• _To be done_
Swap "Indicate each instance" for "Mark every occurrence" everywhere in the material below, and reproduce the rest of the material without any other change. Leave the pictures out of your answer.
┏━━
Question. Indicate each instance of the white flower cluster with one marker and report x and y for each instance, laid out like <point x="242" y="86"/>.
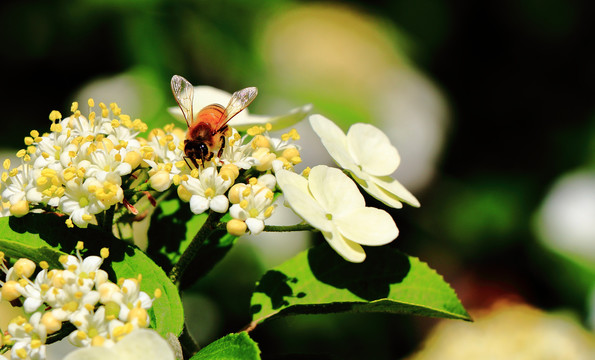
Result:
<point x="77" y="167"/>
<point x="101" y="311"/>
<point x="80" y="167"/>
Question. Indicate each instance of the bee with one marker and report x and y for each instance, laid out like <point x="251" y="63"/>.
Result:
<point x="208" y="129"/>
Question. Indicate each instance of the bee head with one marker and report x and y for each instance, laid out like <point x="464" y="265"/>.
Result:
<point x="197" y="150"/>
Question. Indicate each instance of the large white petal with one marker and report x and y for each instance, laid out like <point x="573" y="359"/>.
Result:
<point x="297" y="195"/>
<point x="198" y="204"/>
<point x="349" y="250"/>
<point x="255" y="226"/>
<point x="367" y="226"/>
<point x="219" y="203"/>
<point x="333" y="139"/>
<point x="93" y="353"/>
<point x="394" y="188"/>
<point x="377" y="192"/>
<point x="144" y="344"/>
<point x="372" y="150"/>
<point x="334" y="190"/>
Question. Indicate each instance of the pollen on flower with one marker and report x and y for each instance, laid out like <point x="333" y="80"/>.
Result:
<point x="55" y="115"/>
<point x="236" y="227"/>
<point x="255" y="130"/>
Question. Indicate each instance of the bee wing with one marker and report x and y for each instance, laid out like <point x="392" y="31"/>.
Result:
<point x="239" y="101"/>
<point x="184" y="94"/>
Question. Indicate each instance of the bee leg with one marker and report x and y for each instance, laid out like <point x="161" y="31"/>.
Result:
<point x="220" y="152"/>
<point x="186" y="158"/>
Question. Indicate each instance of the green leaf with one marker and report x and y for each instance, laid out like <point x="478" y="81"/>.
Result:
<point x="230" y="347"/>
<point x="320" y="281"/>
<point x="46" y="237"/>
<point x="173" y="226"/>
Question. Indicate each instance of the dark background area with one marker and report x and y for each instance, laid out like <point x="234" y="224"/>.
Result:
<point x="518" y="76"/>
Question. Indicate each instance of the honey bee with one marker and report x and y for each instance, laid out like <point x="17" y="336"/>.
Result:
<point x="208" y="129"/>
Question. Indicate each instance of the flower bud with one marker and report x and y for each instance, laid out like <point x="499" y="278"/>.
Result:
<point x="265" y="159"/>
<point x="160" y="181"/>
<point x="260" y="141"/>
<point x="20" y="208"/>
<point x="112" y="310"/>
<point x="229" y="172"/>
<point x="24" y="267"/>
<point x="133" y="158"/>
<point x="183" y="193"/>
<point x="236" y="227"/>
<point x="9" y="291"/>
<point x="107" y="290"/>
<point x="139" y="315"/>
<point x="292" y="155"/>
<point x="51" y="323"/>
<point x="234" y="193"/>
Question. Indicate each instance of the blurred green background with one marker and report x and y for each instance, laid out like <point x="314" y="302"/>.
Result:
<point x="490" y="104"/>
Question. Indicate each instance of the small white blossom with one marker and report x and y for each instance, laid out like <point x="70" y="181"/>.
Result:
<point x="253" y="203"/>
<point x="366" y="152"/>
<point x="208" y="191"/>
<point x="329" y="201"/>
<point x="29" y="338"/>
<point x="80" y="201"/>
<point x="139" y="344"/>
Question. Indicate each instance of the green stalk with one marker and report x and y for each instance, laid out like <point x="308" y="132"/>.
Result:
<point x="191" y="251"/>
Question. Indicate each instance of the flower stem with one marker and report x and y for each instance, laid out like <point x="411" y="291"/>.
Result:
<point x="175" y="275"/>
<point x="288" y="228"/>
<point x="108" y="219"/>
<point x="189" y="345"/>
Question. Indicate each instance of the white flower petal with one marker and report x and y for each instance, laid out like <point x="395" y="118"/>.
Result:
<point x="31" y="304"/>
<point x="219" y="203"/>
<point x="367" y="226"/>
<point x="392" y="187"/>
<point x="144" y="344"/>
<point x="372" y="150"/>
<point x="237" y="212"/>
<point x="333" y="190"/>
<point x="93" y="353"/>
<point x="297" y="195"/>
<point x="333" y="139"/>
<point x="377" y="192"/>
<point x="198" y="204"/>
<point x="255" y="226"/>
<point x="349" y="250"/>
┗━━
• _Result_
Question. Mark every occurrence of the white flower cluster with one marker and report x and y for each instance, laid out like <point x="242" y="86"/>.
Result:
<point x="77" y="167"/>
<point x="101" y="311"/>
<point x="80" y="167"/>
Question. Mark every occurrence of the bee with one marker and report x and y for each instance, laid out like <point x="251" y="63"/>.
Result:
<point x="208" y="129"/>
Question. Mark every occurrence of the bee head with one marker and report x and y for each instance, laid out like <point x="464" y="265"/>.
Result:
<point x="197" y="150"/>
Question. Mark every occurrence of the large white petal with one marker and report x and y for each instance, laid out like <point x="573" y="359"/>.
Result:
<point x="297" y="195"/>
<point x="198" y="204"/>
<point x="349" y="250"/>
<point x="255" y="226"/>
<point x="367" y="226"/>
<point x="219" y="203"/>
<point x="333" y="139"/>
<point x="93" y="353"/>
<point x="394" y="188"/>
<point x="377" y="192"/>
<point x="144" y="344"/>
<point x="372" y="150"/>
<point x="334" y="190"/>
Question. Mark every occurrence of the pollen on flower with one marker and report x and y for each instance, laid out like <point x="333" y="80"/>.
Result:
<point x="55" y="115"/>
<point x="236" y="227"/>
<point x="255" y="130"/>
Question. Mark every occurrence of the bee wing with one marker and report x and y for each instance, laid out like <point x="392" y="31"/>.
Result:
<point x="239" y="101"/>
<point x="184" y="94"/>
Question. Mark every occurrence of the bee leg with one marker and report x and y for each instance, laid out like <point x="161" y="31"/>.
Result:
<point x="220" y="152"/>
<point x="186" y="158"/>
Question. Mark every occurrence of the green leaf with one marker and report x and y for each instance, laid out like <point x="478" y="81"/>.
Result:
<point x="230" y="347"/>
<point x="320" y="281"/>
<point x="46" y="237"/>
<point x="173" y="226"/>
Question. Mark every occurrence of the dark background area with one marker and report x and y for each instance, laid out like <point x="234" y="224"/>.
Result:
<point x="518" y="76"/>
Question. Mark every occurrence of the honey bee with one marker and report x and y for each instance, laid out like <point x="17" y="336"/>.
Result:
<point x="208" y="129"/>
Question. Mark every occurrence of the flower bud with one marker and report x and y for each instance, laid out like <point x="499" y="278"/>.
Result:
<point x="265" y="159"/>
<point x="160" y="181"/>
<point x="260" y="141"/>
<point x="20" y="208"/>
<point x="112" y="310"/>
<point x="229" y="172"/>
<point x="24" y="267"/>
<point x="133" y="158"/>
<point x="183" y="193"/>
<point x="236" y="227"/>
<point x="9" y="291"/>
<point x="107" y="290"/>
<point x="139" y="315"/>
<point x="292" y="155"/>
<point x="51" y="323"/>
<point x="234" y="193"/>
Question. Mark every occurrence of the blurred green background with one marker and report x and y for each instance, laid out like <point x="314" y="302"/>.
Result:
<point x="490" y="104"/>
Question. Mark every occurrence of the small white blossom with one marker and report x and y for each instance, laid out like <point x="70" y="181"/>.
Result:
<point x="253" y="203"/>
<point x="366" y="152"/>
<point x="208" y="191"/>
<point x="329" y="201"/>
<point x="29" y="338"/>
<point x="80" y="201"/>
<point x="139" y="344"/>
Question. Mark every occurrence of the green stalk with one marker and report x and y for each instance, laid out like <point x="308" y="132"/>.
Result:
<point x="191" y="251"/>
Question. Mark every occurrence of the flower stem with one marker and report x and y for each instance, laid out like <point x="411" y="291"/>.
Result:
<point x="175" y="275"/>
<point x="288" y="228"/>
<point x="108" y="219"/>
<point x="189" y="345"/>
Question. Mark every occurrence of the white flower petal with one marker and report x and y for each instance, laid out like <point x="395" y="118"/>.
Result:
<point x="31" y="304"/>
<point x="219" y="203"/>
<point x="367" y="226"/>
<point x="392" y="187"/>
<point x="144" y="344"/>
<point x="372" y="150"/>
<point x="237" y="212"/>
<point x="333" y="190"/>
<point x="93" y="353"/>
<point x="297" y="195"/>
<point x="333" y="139"/>
<point x="377" y="192"/>
<point x="198" y="204"/>
<point x="255" y="226"/>
<point x="349" y="250"/>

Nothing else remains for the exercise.